Most of you have not heard of Adolph “Bud” Herseth; you should at least be aware of him. His outlook may be instructive.
Bud Herseth played principal trumpet in the Chicago Symphony from 1948 – 2001. That’s right: fifty-three years. He was 79 years old when he retired, and played a few more seasons as Principal Trumpet Emeritus before stepping down altogether. In that time he cemented a reputation as the standard by which all orchestral trumpet players were measured.
I was fortunate to hear him play several times, and to participate in a master class. (He even took the trumpet section to lunch.) At the end of the session, at which the brass section of a summer festival orchestra read through Mahler’s Fifth Symphony, he took questions. In addition to the students were musicians from the National and Baltimore Symphonies, as well as others who were in town to coach the student orchestra. Virtually all of them came to see Herseth, regardless of their instrument.
It has been said the key to a happy life is to discover what you love to do most and figure out a way to make a living at it. Here’s what Bud Herseth said when asked if he thought about retiring. (He was in his late sixties at the time.):
“Why would I retire? Every day I get to play the greatest music ever written with the greatest musicians in the world. I have the best job in the world.”
● ● ●
* _Activities_
A - According to the Bud Herseth text, how many years did Herseth play principal trumpet in the Chicago Symphony?
B - List every orchestra that the Bud Herseth text names.
C - Carry on the Bud Herseth text from its end.
The records that come next have nothing to do with the Bud Herseth text.

* _Supplied data_
● ● ●
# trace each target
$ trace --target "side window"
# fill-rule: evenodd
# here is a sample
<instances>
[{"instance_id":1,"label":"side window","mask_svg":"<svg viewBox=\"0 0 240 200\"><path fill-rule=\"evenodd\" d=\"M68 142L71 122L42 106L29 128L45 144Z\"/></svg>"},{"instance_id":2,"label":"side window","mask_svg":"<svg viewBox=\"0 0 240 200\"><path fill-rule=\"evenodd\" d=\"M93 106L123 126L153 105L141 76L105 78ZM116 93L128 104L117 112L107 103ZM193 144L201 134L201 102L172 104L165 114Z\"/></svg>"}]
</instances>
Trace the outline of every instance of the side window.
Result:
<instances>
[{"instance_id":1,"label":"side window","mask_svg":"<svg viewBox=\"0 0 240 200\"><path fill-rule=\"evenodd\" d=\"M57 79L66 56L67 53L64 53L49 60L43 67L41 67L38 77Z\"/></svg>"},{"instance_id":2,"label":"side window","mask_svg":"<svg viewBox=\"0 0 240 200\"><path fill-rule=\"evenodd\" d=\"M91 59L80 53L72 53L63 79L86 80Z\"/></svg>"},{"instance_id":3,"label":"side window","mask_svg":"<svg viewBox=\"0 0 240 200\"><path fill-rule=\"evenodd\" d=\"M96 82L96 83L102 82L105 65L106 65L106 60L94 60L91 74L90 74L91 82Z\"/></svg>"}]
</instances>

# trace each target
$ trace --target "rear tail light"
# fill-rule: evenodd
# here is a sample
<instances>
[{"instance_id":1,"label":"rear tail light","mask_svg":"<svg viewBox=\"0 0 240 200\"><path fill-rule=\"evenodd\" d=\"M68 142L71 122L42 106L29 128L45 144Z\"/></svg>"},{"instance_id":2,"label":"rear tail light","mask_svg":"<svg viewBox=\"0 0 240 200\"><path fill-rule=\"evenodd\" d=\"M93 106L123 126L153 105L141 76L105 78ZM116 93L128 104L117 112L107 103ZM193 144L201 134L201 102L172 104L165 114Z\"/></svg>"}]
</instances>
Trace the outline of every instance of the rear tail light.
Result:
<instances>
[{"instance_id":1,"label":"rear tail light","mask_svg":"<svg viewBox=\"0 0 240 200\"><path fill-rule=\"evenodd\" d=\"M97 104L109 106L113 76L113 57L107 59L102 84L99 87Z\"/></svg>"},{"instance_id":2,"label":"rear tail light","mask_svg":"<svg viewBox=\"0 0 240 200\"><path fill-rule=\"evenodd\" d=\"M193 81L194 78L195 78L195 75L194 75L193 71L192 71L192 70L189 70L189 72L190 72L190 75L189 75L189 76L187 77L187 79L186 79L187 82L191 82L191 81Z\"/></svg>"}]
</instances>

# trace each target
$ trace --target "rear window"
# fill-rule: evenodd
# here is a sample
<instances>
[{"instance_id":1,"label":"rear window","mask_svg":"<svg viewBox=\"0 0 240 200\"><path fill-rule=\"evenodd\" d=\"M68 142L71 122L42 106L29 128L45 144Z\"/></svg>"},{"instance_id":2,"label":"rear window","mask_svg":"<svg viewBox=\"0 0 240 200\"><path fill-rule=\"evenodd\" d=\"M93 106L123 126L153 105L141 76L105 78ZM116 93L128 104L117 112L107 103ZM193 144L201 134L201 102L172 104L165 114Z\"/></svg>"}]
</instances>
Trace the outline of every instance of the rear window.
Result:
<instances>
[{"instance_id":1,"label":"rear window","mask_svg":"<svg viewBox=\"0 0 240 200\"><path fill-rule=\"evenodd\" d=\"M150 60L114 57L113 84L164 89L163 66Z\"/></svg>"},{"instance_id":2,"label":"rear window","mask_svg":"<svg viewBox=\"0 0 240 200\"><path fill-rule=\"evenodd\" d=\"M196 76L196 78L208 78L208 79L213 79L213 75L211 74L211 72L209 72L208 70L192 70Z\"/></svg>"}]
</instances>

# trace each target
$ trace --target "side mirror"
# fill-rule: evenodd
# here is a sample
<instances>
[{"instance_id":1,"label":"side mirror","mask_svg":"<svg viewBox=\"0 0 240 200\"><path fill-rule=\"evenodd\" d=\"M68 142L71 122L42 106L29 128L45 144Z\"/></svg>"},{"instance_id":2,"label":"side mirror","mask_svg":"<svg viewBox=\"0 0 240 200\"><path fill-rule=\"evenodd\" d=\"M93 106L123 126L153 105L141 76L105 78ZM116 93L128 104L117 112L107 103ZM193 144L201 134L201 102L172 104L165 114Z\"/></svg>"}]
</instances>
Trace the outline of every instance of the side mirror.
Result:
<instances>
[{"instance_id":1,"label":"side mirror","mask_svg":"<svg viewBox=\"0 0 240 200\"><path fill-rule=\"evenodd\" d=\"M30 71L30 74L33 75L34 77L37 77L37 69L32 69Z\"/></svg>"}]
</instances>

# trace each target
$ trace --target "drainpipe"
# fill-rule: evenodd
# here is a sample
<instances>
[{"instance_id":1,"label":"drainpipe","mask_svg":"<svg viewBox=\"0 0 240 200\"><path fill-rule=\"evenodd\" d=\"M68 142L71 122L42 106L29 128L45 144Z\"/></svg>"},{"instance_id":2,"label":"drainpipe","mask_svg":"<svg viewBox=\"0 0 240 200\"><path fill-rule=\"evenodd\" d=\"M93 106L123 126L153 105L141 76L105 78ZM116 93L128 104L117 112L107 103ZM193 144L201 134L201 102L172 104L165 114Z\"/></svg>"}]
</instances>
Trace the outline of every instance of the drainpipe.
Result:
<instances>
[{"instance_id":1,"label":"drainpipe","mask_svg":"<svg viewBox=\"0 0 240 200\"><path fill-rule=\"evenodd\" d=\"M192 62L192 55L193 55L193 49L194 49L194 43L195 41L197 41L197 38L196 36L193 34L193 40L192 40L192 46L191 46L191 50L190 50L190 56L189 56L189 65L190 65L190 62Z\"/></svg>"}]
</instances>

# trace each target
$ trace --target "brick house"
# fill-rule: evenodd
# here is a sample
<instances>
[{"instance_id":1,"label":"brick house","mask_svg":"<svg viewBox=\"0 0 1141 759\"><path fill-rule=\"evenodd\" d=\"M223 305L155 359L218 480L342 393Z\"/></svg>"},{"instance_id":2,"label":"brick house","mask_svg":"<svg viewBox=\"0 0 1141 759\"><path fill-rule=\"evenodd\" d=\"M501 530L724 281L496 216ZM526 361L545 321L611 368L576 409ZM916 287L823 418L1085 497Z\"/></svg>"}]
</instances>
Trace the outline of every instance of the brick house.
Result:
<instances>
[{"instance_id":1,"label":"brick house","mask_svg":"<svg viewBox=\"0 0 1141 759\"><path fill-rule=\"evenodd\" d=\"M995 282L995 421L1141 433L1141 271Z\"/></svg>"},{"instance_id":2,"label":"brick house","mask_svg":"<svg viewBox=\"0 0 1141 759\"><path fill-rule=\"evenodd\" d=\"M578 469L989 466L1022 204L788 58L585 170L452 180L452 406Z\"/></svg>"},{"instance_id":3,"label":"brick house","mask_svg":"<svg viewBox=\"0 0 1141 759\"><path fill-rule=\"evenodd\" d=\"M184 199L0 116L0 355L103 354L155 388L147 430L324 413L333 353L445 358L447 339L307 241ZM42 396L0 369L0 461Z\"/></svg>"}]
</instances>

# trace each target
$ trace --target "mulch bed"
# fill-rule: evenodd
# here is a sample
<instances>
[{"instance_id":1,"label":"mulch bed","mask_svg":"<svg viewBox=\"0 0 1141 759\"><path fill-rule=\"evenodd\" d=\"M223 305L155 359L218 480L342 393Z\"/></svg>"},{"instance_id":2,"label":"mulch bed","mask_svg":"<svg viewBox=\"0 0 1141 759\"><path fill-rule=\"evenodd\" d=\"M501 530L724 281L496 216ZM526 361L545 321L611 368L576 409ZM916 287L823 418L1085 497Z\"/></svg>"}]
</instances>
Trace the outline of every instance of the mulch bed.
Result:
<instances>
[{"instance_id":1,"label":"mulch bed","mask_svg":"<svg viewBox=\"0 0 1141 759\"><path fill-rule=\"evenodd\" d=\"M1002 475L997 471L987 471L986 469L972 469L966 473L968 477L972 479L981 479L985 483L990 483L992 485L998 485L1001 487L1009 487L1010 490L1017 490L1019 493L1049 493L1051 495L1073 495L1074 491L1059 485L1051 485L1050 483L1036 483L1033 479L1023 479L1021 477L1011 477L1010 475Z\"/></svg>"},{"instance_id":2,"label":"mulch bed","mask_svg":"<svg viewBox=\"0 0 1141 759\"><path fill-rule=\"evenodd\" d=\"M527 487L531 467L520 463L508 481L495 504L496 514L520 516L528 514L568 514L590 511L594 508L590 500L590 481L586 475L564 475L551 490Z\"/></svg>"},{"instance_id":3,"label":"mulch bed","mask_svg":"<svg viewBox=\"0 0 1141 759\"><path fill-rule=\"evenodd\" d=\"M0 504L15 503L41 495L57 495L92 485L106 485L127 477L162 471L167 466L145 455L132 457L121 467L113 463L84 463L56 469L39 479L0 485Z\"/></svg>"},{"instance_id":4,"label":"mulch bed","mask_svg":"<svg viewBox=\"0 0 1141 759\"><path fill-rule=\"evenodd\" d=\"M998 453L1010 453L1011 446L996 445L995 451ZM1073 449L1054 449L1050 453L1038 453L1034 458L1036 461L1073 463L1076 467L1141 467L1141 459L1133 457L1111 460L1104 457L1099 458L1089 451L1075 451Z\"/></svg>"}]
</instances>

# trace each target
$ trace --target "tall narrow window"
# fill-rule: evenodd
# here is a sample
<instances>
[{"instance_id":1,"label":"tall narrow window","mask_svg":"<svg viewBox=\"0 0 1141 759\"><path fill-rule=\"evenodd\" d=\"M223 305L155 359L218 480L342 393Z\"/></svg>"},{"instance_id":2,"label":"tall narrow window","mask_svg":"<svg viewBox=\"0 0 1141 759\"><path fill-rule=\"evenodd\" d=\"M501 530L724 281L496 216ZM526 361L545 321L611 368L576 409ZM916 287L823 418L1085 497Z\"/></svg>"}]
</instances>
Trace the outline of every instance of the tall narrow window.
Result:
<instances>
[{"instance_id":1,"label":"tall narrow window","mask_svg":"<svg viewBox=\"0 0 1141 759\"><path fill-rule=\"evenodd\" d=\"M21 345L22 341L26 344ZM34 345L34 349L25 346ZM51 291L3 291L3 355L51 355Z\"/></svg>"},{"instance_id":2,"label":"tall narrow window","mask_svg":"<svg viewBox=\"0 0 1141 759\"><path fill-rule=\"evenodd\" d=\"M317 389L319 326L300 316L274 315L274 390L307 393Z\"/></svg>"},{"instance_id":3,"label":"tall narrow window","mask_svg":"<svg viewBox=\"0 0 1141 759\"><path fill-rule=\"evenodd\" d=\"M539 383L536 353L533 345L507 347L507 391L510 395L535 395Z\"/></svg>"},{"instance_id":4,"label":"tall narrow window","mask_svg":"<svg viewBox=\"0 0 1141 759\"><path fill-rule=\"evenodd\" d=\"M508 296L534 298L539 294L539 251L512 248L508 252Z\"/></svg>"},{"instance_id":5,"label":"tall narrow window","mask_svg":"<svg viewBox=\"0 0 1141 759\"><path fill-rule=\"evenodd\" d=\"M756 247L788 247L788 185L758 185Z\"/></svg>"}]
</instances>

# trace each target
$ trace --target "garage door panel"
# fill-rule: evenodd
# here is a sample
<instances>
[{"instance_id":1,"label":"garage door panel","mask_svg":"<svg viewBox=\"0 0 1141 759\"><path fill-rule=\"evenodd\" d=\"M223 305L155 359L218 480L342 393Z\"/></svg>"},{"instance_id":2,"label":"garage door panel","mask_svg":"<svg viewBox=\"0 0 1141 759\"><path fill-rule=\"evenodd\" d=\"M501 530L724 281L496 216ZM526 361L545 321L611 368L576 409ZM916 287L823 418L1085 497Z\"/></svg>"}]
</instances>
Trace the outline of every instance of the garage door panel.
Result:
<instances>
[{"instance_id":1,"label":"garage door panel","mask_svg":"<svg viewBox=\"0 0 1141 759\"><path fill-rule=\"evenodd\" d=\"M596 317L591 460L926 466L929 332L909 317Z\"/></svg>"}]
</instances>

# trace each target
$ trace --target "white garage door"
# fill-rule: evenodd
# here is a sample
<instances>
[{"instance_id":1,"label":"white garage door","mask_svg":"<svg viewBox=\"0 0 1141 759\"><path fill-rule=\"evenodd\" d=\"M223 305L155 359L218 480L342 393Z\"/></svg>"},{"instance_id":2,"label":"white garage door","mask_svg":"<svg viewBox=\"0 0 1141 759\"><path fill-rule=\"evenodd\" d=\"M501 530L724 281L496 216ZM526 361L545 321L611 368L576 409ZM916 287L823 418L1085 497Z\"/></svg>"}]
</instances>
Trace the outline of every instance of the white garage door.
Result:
● ● ●
* _Results for each task_
A - Fifty-three years, from 1948 to 2001.

B - Chicago Symphony, National Symphony, Baltimore Symphony

C -
Few professions can manage a more jaded façade than orchestral musicians. Even the established pros were choked up at that. I remember it like it happened the other day, not twenty-five years ago. For a man of Herseth’s gifts and accomplishments to view his job the way he did made everyone in the room feel small for any inconsequential griping. We were all lucky, no matter how close to the top of the pyramid we’d come.
Bud Herseth died last month at the age of 91. I didn’t know him; I met him once. I knew his playing. No one other than Charlie Schlueter had a more pronounced influence on me as a musician. The first thing I thought when I learned he was gone was to be glad he’d stayed around for a nice run after retirement. Too many giants suffer from what I call “Bear Bryant Disease,” and die too soon after their retirement to reflect on what they had done, and on their legacy.
From what I know of him through friends who knew him better, I doubt he spent much time doing that. I suspect he was happy to have had the best job in the world for longer than almost anyone else, to have had the opportunity to play the greatest music ever written with the greatest musicians in the world. A lot of people are happy he had that chance.